:: Study material ::
┄┄┄┄┄┄

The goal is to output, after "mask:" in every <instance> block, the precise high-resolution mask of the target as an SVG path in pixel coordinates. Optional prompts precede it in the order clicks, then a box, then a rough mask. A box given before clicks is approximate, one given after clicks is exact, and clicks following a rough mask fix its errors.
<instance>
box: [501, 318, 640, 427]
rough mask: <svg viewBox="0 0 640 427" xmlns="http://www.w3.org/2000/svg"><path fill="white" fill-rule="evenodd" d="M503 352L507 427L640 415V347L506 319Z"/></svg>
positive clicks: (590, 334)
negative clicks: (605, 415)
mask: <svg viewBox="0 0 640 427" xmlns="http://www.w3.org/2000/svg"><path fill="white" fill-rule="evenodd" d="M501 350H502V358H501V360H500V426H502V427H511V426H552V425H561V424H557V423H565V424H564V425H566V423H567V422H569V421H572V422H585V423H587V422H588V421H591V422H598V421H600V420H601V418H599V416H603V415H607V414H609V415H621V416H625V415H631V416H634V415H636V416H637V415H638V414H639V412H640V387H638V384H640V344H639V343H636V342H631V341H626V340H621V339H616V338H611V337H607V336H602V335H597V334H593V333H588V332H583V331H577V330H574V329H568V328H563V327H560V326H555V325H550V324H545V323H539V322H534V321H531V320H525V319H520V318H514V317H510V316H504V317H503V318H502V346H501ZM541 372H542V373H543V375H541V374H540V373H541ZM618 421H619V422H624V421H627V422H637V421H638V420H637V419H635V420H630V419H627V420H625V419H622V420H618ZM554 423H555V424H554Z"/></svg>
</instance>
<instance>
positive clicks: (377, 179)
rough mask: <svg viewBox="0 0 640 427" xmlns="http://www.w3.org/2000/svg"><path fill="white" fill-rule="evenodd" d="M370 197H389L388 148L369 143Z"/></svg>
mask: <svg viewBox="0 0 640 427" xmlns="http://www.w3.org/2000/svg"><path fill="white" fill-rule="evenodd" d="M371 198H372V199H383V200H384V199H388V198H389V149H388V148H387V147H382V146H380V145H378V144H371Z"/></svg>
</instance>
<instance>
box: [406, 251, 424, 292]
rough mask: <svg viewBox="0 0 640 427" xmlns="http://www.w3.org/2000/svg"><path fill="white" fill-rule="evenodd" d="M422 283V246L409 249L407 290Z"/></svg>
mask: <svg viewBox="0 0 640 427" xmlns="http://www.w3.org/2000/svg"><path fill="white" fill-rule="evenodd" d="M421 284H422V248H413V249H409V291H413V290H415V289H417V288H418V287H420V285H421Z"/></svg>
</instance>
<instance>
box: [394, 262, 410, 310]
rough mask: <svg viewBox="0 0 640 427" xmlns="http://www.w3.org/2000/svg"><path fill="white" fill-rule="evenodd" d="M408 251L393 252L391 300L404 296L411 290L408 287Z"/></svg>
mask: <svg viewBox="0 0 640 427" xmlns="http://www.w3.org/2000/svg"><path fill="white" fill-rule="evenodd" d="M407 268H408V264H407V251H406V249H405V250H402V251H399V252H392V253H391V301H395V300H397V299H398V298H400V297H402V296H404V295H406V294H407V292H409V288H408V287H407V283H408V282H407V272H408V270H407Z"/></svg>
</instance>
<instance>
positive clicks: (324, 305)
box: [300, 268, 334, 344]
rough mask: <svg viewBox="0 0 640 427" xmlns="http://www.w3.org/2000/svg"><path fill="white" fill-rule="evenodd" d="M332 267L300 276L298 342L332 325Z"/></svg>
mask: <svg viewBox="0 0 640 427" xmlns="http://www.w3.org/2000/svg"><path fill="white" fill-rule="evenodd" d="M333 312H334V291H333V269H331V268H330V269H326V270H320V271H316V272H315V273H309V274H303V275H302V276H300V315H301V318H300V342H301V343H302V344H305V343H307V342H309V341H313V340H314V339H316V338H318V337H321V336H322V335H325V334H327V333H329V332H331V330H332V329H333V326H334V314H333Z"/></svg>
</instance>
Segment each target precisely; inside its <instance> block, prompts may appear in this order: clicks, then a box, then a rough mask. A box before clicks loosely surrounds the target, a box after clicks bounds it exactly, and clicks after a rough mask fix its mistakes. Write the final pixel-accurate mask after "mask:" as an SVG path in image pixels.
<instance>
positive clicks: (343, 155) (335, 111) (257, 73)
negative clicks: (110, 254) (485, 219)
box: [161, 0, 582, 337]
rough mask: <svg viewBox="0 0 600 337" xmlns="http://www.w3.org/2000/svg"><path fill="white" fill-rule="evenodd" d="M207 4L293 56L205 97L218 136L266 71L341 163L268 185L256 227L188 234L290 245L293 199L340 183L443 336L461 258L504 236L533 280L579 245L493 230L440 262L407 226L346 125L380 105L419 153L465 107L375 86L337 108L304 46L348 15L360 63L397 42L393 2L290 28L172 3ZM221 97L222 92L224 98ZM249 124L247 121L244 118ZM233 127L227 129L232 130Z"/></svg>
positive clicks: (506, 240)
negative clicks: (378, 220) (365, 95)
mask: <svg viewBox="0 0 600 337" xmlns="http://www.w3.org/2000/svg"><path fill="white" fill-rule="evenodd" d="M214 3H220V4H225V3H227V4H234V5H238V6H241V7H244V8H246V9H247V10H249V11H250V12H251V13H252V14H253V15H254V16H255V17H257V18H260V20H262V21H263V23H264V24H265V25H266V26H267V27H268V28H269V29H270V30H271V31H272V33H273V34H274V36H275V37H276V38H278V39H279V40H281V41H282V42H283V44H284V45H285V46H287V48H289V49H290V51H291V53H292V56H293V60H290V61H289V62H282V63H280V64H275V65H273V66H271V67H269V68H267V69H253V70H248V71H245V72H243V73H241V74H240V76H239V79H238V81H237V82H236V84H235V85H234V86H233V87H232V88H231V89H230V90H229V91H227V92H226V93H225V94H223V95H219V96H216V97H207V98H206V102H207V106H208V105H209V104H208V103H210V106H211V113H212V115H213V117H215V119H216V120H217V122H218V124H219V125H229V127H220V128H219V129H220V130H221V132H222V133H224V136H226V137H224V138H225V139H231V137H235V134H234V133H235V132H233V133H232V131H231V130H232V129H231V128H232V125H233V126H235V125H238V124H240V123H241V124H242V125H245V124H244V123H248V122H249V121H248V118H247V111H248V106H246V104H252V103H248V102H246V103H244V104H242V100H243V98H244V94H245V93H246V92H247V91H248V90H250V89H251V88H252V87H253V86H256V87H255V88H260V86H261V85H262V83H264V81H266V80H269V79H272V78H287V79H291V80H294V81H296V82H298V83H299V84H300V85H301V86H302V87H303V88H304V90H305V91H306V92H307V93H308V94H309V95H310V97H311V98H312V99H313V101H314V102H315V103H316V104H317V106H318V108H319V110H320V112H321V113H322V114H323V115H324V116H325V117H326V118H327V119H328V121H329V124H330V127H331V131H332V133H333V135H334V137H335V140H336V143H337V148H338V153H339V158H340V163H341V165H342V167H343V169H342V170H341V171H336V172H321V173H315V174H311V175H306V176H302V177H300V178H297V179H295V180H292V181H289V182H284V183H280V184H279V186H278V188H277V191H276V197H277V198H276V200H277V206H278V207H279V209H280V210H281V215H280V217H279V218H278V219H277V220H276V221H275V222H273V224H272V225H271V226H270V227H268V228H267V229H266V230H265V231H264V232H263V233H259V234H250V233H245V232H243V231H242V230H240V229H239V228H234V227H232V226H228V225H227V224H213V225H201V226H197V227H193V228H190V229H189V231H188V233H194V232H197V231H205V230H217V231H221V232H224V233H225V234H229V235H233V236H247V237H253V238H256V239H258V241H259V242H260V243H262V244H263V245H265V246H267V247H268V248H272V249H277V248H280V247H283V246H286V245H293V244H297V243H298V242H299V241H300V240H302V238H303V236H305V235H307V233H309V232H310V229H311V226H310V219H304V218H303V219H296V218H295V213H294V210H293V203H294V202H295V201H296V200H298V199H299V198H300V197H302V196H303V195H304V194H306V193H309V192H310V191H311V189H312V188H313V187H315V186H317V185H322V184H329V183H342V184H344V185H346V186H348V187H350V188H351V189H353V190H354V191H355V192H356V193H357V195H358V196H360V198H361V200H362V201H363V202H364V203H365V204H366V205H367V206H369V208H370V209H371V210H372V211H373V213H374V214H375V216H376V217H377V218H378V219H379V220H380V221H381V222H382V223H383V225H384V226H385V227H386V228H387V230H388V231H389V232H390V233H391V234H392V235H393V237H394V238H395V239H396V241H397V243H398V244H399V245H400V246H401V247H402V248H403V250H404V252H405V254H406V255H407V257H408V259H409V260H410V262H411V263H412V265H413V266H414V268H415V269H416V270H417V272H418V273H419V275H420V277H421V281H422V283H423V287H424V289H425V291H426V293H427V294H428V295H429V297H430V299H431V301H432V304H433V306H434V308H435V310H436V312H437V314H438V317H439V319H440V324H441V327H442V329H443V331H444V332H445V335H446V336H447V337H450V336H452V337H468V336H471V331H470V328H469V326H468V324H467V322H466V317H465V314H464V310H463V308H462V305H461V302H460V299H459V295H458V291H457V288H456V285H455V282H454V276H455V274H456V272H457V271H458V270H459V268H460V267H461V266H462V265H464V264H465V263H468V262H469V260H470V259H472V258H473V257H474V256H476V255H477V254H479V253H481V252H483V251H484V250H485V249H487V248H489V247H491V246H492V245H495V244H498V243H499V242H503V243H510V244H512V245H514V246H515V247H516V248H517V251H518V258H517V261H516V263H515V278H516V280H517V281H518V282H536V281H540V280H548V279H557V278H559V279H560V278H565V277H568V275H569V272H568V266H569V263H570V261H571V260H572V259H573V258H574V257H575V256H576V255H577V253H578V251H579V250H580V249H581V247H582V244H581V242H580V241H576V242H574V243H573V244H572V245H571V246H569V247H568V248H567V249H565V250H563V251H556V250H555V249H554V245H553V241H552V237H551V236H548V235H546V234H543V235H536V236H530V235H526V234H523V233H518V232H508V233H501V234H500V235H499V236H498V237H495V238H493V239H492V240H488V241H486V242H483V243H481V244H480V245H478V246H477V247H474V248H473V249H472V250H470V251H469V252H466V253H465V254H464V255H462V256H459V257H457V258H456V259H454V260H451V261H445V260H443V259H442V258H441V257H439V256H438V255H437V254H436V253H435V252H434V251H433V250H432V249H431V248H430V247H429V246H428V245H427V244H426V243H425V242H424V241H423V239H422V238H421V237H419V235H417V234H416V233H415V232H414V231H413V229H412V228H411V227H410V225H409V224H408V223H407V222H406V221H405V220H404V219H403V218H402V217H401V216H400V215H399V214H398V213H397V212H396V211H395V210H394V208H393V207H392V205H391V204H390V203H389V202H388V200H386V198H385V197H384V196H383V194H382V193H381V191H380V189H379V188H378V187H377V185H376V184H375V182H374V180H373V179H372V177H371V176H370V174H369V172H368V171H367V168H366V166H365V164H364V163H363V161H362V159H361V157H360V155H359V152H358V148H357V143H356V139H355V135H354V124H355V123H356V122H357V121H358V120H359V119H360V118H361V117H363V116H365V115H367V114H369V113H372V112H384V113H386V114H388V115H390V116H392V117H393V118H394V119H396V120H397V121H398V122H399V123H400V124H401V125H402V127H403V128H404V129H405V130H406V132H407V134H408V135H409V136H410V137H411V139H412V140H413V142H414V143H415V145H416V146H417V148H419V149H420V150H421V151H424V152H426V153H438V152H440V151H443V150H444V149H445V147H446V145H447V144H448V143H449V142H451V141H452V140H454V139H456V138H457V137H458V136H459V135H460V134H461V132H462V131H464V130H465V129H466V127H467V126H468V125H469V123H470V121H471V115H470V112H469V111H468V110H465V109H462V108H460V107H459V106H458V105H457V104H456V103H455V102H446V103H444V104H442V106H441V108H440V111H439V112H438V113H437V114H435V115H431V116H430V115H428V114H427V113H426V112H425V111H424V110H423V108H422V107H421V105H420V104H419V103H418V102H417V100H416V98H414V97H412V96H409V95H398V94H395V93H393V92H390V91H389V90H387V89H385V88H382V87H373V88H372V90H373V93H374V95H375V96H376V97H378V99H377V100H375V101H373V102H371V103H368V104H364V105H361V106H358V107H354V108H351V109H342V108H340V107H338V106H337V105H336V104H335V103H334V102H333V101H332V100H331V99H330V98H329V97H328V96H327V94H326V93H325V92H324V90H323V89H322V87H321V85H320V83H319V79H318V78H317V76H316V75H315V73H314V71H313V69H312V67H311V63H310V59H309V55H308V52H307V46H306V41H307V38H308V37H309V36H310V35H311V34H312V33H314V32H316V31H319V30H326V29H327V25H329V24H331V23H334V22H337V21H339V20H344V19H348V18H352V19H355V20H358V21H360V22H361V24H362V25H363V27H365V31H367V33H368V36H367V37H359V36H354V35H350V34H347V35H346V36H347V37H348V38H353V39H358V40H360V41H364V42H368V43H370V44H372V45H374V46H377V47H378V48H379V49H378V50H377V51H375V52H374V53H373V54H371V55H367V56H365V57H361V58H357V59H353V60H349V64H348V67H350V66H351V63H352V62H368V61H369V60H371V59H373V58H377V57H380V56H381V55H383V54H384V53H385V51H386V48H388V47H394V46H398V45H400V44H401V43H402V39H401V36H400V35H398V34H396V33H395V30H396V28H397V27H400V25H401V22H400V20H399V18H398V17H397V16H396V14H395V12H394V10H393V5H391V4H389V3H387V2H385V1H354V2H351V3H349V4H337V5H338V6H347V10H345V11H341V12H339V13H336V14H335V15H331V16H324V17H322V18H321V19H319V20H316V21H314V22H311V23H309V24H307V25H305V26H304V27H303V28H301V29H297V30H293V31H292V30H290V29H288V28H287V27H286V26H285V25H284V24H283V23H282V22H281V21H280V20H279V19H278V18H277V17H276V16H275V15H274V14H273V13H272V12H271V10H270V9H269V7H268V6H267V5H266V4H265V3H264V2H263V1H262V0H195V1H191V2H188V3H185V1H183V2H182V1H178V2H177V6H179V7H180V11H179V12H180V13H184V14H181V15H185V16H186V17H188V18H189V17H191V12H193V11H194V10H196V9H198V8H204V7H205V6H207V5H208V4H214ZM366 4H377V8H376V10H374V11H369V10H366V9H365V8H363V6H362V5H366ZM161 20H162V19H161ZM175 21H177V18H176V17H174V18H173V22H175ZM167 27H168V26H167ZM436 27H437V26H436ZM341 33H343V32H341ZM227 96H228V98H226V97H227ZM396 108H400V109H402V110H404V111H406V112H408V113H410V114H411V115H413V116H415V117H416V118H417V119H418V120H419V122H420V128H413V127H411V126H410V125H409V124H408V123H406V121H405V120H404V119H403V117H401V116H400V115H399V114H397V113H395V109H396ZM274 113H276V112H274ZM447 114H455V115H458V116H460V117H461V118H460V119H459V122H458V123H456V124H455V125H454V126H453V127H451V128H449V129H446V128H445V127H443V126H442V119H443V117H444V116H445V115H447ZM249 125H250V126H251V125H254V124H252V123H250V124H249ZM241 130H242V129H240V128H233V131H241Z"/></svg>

┄┄┄┄┄┄

:: Exercise ::
For the listing above, find how many lines hold the word "after". Only the number should be written.

:: Task output ::
2